**ACTIVITY**
Your answer must contain each line of the listing in which "helmet" appears, copied in full.

**RECORDED DATA**
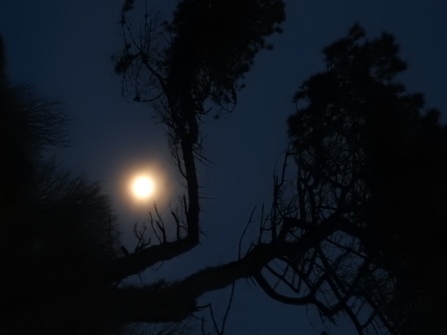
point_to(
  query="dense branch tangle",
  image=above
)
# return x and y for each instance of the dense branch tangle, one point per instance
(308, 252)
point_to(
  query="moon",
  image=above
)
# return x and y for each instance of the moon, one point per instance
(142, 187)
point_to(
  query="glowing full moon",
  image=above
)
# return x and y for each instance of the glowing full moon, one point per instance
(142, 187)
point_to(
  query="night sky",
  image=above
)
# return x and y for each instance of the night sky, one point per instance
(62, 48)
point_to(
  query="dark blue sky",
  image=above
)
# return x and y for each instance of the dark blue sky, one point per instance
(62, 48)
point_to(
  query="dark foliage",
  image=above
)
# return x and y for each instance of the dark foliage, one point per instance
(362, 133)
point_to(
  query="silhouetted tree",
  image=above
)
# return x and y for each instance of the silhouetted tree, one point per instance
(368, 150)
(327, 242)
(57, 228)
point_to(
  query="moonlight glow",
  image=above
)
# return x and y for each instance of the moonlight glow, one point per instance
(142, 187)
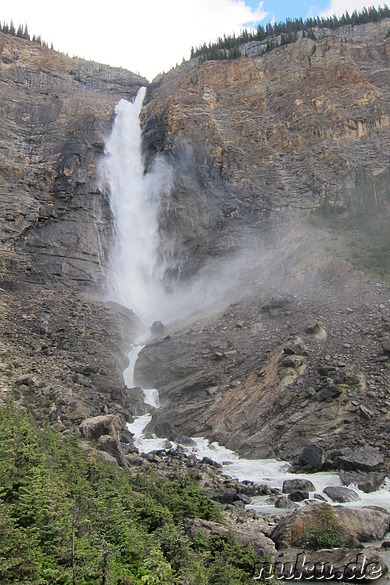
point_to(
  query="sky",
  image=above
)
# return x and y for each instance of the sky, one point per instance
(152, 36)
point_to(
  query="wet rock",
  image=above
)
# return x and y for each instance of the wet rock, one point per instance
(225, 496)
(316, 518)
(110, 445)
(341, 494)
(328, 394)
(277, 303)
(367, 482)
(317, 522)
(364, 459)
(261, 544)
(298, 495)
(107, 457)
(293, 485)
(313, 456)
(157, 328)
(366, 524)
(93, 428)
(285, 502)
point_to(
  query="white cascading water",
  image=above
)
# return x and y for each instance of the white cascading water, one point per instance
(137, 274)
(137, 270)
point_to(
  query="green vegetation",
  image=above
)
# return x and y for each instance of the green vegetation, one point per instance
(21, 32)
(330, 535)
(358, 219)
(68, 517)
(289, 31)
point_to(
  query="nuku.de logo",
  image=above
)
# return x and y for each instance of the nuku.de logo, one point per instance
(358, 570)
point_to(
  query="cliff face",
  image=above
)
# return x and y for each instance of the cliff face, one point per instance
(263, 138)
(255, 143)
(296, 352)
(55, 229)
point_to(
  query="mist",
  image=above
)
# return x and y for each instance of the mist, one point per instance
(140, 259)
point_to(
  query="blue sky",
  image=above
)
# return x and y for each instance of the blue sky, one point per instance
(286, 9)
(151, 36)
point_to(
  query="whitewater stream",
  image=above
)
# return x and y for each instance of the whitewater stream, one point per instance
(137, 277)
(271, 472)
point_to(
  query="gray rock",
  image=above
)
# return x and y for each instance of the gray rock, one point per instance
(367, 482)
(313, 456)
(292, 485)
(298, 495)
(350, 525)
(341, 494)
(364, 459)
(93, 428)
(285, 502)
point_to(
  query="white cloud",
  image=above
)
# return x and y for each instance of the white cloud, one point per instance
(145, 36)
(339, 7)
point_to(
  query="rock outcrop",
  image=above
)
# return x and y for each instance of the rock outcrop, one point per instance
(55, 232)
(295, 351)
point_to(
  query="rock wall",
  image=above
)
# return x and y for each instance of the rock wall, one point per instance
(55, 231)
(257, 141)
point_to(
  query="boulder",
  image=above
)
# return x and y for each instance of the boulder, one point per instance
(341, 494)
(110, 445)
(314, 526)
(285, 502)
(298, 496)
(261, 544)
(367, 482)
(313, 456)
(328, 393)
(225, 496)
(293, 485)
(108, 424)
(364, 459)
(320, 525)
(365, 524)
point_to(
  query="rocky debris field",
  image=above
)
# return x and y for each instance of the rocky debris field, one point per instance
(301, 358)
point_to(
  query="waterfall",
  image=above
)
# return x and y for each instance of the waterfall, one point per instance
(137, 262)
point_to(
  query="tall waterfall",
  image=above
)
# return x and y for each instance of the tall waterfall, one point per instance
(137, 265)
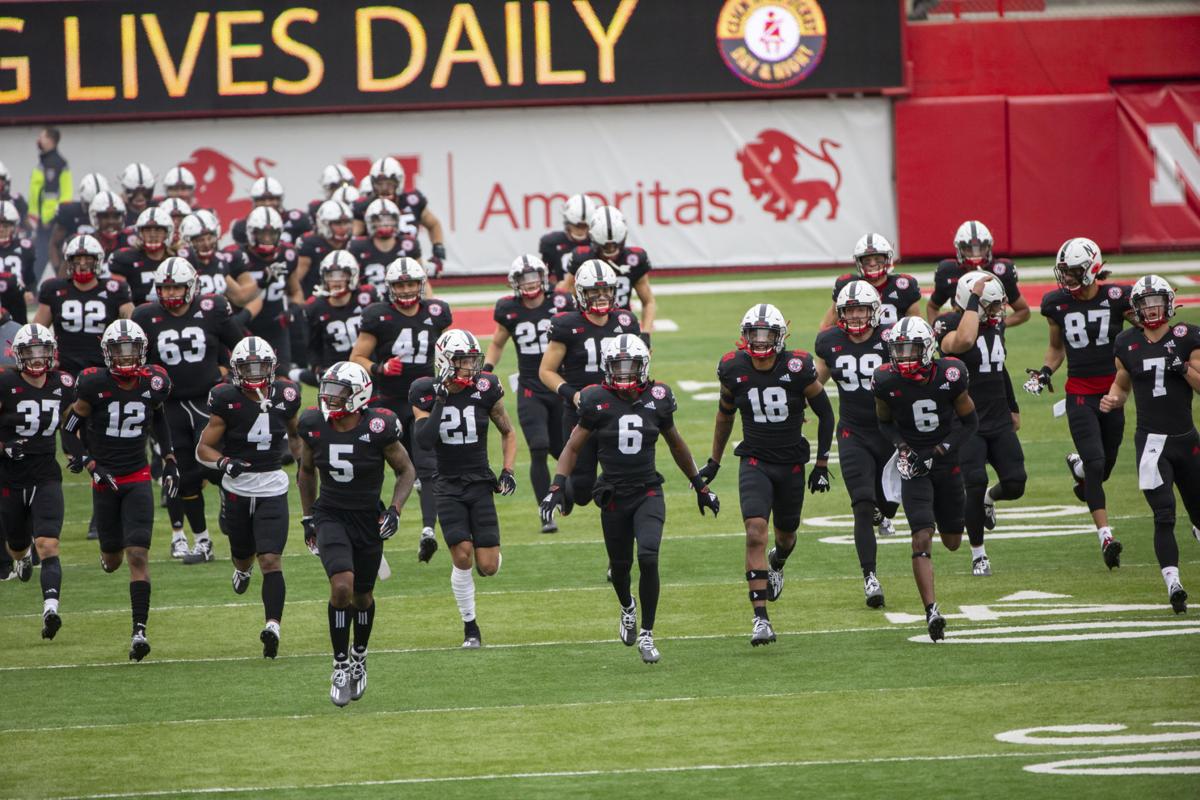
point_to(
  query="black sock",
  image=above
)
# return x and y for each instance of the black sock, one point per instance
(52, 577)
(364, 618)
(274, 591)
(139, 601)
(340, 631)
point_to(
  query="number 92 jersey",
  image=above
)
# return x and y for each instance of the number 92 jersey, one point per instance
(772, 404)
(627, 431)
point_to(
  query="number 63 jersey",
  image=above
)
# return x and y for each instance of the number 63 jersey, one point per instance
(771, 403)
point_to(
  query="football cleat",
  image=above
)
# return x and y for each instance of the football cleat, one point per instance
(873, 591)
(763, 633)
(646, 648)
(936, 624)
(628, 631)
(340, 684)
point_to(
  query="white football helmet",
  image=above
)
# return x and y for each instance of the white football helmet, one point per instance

==

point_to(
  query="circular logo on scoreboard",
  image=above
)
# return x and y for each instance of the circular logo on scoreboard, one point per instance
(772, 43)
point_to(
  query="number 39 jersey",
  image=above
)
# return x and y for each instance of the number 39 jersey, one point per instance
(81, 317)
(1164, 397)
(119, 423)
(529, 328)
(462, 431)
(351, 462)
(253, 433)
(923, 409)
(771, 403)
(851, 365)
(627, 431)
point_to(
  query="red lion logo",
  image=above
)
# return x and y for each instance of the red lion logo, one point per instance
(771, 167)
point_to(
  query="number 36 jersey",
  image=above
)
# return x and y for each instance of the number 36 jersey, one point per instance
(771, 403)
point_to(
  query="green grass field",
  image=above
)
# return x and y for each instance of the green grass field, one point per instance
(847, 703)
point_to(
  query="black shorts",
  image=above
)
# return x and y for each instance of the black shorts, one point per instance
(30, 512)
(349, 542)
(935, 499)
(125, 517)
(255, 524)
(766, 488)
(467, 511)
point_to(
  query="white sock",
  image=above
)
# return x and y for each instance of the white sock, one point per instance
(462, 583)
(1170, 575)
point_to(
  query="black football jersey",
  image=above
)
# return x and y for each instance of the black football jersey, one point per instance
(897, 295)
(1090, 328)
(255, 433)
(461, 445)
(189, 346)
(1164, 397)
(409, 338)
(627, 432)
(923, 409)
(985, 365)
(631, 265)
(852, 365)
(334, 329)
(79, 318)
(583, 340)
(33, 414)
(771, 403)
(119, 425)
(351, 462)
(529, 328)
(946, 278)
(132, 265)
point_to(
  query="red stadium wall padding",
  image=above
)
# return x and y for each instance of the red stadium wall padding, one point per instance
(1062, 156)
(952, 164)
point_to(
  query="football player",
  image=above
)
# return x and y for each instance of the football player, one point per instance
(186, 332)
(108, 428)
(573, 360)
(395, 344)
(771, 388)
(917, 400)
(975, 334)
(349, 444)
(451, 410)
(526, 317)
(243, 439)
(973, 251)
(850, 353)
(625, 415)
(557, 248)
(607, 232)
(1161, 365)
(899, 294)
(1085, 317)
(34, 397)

--

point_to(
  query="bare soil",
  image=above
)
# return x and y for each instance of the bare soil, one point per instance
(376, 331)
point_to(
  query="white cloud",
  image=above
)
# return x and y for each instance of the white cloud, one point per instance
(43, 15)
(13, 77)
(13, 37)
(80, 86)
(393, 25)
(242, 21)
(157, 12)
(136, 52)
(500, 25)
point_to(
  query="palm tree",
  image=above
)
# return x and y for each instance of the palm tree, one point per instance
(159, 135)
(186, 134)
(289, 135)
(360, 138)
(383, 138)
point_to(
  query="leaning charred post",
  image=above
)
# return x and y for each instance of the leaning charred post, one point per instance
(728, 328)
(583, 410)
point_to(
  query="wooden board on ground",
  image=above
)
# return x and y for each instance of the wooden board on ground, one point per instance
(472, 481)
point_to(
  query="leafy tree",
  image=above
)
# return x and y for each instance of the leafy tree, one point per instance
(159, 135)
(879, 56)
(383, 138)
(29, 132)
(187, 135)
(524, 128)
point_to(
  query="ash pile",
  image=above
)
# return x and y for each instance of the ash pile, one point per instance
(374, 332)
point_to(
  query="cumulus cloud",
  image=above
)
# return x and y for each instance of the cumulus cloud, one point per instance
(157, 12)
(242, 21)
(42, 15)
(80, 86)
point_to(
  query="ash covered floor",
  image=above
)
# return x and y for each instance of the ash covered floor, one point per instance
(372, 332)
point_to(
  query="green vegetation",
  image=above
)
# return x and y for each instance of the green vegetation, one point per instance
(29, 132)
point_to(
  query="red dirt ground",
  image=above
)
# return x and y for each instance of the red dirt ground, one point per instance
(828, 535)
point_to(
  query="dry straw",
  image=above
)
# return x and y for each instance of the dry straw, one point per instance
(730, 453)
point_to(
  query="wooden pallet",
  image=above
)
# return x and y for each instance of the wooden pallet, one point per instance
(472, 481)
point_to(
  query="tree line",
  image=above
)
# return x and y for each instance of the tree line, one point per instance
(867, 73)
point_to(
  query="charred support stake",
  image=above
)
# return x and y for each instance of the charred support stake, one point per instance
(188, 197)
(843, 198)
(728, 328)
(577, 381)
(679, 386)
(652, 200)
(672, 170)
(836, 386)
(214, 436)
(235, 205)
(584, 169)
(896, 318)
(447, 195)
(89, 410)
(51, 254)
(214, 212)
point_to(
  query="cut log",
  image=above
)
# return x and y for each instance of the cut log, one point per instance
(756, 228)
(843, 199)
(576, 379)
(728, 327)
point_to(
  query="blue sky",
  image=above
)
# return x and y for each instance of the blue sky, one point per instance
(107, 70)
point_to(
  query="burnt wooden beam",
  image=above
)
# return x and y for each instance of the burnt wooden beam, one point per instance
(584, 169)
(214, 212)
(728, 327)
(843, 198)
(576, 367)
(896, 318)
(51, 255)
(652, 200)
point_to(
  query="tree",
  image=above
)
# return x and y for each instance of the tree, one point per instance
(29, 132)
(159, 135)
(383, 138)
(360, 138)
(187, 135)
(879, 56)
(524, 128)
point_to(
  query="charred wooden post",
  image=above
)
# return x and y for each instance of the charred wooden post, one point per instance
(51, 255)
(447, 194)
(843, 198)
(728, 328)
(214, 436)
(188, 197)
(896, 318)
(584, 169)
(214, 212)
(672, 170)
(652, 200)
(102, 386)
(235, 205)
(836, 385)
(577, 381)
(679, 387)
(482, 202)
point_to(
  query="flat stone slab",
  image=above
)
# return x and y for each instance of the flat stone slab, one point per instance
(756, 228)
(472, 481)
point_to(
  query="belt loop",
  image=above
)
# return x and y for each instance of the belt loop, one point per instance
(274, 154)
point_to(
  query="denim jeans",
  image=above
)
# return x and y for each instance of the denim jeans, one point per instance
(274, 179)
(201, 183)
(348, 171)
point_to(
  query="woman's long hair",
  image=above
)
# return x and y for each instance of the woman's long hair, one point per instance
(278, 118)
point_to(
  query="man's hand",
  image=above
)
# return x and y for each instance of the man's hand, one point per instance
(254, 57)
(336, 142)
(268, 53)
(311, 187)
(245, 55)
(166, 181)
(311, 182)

**ANSWER AREA**
  query="white football helmet",
# return x and y for each instance of the white football helmet, one point per instance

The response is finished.